──────── Supplied entries
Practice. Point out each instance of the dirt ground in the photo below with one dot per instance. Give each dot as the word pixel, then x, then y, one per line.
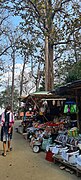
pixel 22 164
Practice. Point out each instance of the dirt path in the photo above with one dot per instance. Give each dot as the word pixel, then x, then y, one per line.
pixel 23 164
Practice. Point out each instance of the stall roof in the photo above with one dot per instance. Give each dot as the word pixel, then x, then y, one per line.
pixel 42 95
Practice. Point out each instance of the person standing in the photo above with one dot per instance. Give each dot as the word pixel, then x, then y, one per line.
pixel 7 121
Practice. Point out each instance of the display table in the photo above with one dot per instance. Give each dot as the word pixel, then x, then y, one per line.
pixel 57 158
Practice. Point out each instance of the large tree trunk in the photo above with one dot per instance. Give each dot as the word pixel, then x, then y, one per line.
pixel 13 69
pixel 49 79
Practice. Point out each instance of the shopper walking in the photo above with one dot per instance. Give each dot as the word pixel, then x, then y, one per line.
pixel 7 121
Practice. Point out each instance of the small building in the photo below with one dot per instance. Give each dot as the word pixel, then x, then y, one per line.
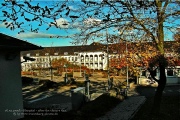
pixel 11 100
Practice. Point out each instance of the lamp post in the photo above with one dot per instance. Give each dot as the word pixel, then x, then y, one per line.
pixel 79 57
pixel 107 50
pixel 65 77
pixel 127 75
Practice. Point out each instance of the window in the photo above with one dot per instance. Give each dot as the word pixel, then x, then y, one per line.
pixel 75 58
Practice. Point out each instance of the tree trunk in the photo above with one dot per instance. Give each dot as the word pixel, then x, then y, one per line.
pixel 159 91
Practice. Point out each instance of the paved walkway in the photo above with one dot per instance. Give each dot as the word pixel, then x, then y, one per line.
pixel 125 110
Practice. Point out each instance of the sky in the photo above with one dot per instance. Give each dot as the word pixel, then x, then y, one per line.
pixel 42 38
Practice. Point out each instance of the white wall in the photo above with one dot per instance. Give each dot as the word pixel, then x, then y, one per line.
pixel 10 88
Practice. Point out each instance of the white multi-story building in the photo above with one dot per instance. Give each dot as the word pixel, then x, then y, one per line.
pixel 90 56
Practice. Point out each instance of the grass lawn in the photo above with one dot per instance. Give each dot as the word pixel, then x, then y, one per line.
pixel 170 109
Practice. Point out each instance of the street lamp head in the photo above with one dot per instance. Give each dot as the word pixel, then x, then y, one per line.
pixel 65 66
────────────────
──────── Supplied entries
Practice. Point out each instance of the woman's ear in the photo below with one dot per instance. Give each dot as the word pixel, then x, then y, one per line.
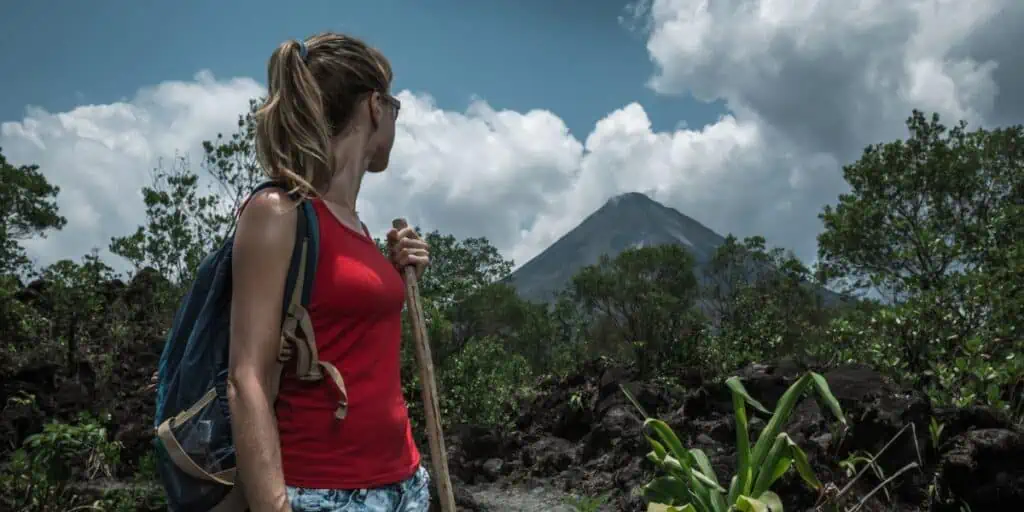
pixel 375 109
────────────────
Exercise instructions: Locate every line in the material above that contains the string "white", and copy each of those lines. Case counts.

Task solution:
Practice. Point out each instance of the white wall in the photo above with one dot per instance. Give each dot as the word pixel, then x, then y, one per line.
Practice. Point out each instance of the white multi-story building in the photo above with one dot per instance. Give each dot as the word pixel, then x, then y, one per line.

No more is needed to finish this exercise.